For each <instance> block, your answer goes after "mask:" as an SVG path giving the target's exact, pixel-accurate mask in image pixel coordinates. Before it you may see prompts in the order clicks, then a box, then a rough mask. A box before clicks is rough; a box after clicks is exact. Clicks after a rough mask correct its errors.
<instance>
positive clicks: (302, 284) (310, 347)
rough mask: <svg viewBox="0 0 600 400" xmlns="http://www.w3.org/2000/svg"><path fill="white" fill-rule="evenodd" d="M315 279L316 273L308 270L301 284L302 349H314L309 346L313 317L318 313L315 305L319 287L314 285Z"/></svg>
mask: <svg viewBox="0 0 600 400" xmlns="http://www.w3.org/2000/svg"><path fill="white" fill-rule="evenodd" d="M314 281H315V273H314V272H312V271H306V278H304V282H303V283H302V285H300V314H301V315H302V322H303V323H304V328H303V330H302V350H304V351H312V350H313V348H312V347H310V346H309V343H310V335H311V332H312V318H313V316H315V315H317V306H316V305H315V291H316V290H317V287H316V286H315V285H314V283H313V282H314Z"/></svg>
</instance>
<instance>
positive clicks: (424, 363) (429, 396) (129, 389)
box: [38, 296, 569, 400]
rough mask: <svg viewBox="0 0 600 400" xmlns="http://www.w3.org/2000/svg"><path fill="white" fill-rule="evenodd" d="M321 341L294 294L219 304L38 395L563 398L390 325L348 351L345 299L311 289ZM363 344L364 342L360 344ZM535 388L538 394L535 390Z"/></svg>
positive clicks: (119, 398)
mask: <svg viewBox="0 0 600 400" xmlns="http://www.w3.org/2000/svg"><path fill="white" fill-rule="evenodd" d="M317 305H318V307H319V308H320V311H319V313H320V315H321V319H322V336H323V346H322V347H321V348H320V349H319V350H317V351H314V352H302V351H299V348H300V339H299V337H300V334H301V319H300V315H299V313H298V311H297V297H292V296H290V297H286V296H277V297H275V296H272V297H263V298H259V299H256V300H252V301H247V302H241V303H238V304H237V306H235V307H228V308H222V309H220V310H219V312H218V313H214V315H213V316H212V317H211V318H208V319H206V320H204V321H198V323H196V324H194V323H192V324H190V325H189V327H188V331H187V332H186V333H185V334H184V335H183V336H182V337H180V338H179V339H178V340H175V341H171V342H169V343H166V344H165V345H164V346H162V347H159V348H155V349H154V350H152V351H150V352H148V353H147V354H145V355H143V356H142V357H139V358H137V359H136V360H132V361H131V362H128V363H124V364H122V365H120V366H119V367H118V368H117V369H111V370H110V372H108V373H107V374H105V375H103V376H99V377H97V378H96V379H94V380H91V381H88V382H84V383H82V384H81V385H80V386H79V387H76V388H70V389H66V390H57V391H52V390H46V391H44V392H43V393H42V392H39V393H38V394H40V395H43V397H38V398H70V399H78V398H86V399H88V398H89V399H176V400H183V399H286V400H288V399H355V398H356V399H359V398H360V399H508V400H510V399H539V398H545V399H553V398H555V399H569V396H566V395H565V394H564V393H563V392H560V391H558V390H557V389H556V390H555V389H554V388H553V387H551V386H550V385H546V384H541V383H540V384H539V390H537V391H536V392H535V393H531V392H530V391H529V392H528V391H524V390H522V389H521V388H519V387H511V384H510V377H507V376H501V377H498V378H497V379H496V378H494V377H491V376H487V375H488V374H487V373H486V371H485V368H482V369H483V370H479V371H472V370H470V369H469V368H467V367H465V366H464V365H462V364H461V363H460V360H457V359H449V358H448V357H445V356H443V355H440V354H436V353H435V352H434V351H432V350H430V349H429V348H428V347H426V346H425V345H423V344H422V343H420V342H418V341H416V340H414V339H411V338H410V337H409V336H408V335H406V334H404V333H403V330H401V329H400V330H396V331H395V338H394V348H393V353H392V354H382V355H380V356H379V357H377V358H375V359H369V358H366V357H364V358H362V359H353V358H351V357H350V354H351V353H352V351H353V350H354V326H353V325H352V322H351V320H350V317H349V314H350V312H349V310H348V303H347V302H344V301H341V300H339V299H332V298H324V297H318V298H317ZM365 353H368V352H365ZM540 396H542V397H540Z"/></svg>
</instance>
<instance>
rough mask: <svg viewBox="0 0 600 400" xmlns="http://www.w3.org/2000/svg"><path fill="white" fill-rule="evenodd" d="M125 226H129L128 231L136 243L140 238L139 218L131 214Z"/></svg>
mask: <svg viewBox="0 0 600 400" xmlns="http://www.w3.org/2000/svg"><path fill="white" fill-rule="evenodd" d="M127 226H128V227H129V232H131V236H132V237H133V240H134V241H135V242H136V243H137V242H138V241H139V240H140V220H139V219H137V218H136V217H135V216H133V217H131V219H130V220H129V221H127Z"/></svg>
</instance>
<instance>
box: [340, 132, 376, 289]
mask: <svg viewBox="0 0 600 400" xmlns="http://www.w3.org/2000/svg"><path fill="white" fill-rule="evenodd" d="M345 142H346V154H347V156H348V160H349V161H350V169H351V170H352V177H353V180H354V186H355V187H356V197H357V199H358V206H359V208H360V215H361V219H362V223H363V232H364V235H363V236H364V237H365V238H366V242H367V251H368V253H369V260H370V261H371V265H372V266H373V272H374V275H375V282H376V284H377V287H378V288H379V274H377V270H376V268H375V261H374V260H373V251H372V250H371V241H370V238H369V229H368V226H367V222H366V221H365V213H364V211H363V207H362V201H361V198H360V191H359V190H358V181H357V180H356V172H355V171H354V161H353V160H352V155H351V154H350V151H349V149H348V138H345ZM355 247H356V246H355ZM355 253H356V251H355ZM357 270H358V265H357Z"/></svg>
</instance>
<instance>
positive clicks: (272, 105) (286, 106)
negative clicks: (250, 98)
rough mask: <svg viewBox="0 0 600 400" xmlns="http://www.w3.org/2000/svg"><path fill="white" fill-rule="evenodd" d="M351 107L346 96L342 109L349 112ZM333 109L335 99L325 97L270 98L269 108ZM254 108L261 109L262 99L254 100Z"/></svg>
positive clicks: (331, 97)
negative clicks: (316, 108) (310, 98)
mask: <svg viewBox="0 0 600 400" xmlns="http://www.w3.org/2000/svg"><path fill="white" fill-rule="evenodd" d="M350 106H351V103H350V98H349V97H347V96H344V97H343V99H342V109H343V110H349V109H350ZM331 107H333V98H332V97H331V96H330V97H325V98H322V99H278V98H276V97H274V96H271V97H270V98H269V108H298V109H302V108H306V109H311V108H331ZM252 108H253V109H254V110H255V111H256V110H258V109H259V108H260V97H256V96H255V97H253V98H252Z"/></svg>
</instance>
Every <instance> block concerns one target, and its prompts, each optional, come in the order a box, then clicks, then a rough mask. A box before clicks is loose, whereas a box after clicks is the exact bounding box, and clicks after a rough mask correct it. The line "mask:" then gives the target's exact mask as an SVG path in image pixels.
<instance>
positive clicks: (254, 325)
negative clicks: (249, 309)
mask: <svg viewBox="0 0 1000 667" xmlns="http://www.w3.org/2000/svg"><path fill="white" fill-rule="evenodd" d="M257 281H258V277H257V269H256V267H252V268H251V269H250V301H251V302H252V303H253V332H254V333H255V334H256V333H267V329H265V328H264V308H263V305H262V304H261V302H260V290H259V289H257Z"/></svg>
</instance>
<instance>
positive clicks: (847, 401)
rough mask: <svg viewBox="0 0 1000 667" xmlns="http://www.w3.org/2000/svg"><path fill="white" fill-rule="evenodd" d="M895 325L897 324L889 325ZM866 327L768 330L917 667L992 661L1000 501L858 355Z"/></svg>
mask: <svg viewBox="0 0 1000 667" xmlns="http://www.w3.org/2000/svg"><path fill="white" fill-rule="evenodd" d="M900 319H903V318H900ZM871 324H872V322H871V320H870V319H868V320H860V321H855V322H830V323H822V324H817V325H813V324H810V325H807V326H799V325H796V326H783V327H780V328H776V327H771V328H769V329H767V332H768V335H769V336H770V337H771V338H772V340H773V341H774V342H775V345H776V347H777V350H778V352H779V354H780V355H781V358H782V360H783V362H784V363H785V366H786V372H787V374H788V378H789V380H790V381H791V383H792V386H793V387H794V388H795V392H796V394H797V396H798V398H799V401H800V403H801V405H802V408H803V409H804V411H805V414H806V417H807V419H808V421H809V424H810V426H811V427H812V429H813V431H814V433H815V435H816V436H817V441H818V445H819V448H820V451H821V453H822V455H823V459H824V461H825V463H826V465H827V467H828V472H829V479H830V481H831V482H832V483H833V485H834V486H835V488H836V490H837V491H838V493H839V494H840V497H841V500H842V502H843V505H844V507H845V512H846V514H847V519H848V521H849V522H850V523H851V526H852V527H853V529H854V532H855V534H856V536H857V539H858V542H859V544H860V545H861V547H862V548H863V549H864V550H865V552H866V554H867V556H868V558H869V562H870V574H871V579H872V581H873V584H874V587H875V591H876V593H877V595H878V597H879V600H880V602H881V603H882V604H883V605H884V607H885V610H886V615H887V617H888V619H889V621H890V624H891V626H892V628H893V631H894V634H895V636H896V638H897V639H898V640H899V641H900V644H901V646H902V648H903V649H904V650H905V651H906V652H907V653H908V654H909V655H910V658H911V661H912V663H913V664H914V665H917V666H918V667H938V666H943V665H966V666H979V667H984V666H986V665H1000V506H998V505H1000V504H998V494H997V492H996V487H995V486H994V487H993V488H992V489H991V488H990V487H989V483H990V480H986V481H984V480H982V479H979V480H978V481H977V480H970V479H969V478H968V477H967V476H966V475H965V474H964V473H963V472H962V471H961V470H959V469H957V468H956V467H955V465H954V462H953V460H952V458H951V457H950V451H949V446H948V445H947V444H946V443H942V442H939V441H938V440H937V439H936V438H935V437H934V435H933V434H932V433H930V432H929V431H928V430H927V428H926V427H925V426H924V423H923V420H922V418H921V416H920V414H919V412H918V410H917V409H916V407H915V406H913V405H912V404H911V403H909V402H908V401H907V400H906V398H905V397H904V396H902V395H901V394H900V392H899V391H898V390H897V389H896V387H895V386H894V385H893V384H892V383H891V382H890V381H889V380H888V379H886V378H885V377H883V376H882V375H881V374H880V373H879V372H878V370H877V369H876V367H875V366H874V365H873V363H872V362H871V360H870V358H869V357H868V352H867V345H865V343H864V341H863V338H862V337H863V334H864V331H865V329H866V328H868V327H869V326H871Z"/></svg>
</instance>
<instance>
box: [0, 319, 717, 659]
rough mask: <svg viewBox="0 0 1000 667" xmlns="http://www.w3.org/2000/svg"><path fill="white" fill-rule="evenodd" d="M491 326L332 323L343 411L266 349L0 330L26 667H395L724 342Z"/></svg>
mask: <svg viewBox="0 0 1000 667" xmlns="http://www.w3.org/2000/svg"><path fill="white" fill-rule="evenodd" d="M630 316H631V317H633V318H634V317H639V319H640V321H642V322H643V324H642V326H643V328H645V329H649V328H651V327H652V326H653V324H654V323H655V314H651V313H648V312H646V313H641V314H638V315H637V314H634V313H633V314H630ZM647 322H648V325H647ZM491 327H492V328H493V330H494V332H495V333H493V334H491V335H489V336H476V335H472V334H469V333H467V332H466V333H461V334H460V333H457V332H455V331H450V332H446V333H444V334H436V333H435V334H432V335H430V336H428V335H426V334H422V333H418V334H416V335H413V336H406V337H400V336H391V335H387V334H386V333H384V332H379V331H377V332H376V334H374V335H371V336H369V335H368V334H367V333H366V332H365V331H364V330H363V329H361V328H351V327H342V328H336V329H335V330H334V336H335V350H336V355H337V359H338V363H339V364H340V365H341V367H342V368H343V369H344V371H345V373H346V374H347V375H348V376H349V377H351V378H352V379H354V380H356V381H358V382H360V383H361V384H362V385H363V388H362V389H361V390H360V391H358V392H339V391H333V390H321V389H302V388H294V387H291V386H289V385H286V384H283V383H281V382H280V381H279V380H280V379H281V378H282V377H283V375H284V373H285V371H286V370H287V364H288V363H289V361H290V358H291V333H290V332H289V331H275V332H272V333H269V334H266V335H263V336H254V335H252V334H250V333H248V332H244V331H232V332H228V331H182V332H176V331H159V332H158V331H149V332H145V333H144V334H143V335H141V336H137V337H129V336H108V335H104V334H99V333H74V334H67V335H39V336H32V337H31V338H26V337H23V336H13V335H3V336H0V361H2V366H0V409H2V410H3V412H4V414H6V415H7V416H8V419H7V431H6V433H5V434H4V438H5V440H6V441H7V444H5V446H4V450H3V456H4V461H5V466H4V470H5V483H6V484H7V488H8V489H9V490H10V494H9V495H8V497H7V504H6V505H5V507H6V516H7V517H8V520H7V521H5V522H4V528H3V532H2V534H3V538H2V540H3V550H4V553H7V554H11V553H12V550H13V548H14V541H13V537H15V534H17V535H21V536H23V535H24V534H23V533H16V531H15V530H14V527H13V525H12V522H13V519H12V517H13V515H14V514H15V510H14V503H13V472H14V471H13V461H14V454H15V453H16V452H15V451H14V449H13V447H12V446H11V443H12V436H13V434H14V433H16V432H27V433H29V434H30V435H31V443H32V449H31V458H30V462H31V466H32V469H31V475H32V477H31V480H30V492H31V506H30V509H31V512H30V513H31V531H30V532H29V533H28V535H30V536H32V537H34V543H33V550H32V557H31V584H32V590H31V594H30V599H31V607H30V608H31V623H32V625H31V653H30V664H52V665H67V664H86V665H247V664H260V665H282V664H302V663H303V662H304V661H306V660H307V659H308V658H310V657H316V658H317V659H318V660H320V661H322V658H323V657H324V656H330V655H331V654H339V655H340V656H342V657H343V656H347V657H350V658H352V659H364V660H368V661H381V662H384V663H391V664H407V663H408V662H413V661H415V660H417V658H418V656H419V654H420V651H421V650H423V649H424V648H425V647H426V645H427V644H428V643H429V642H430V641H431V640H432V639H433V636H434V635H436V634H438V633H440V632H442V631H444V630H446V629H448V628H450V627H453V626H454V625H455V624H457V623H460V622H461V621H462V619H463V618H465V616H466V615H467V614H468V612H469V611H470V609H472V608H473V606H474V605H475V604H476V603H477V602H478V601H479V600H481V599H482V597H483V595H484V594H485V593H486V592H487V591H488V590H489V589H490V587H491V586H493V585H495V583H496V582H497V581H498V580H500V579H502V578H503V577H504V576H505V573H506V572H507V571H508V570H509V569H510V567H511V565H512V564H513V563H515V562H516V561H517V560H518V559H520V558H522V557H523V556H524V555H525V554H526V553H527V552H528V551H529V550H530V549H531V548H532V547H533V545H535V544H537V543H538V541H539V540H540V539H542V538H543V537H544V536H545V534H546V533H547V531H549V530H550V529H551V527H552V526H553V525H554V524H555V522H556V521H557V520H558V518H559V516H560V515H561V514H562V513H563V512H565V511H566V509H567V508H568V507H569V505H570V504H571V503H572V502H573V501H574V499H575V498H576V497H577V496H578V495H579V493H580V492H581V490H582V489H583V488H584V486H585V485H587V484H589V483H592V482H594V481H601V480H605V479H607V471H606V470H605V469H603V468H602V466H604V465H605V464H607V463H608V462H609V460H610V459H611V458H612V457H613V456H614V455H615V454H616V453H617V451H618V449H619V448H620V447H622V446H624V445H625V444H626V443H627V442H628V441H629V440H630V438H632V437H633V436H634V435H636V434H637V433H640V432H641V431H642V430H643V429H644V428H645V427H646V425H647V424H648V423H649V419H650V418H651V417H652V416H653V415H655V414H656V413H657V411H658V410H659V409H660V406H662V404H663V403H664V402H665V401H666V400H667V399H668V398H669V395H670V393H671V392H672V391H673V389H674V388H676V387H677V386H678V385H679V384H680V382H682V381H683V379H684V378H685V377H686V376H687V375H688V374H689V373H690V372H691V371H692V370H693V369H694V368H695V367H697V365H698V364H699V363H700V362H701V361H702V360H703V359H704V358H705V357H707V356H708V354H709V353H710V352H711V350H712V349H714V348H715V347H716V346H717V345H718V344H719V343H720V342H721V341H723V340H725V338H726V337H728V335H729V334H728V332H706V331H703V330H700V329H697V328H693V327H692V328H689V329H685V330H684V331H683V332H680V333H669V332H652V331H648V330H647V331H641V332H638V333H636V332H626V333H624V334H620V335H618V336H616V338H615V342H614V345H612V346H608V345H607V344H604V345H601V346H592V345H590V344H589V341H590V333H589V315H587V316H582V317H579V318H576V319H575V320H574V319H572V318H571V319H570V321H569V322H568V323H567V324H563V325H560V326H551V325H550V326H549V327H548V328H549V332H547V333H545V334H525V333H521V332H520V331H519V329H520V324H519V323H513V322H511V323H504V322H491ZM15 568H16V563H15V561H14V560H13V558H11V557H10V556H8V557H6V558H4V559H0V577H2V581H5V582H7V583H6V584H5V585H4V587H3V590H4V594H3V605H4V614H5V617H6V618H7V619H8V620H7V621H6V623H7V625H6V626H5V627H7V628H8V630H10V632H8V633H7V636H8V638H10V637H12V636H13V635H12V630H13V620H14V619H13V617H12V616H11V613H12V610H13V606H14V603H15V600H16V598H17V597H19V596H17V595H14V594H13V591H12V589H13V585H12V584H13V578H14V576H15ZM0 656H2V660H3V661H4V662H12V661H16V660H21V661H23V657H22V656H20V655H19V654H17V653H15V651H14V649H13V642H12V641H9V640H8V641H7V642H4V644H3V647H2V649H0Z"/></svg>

# # # # #

— Task details —
Only certain lines are wanted. Please return exactly those from the top of the data through the line with "positive clicks: (302, 284) (310, 347)".

— Answer space —
For each <instance> block, your answer goes after "mask:" as an SVG path giving the target's exact, pixel-accurate mask in image pixel coordinates. Before it you may see prompts in the order clicks, then a box, then a rough mask. A box before clicks is rough; a box after clicks is exact. Clicks after a rough mask correct its errors.
<instance>
positive clicks: (302, 284) (310, 347)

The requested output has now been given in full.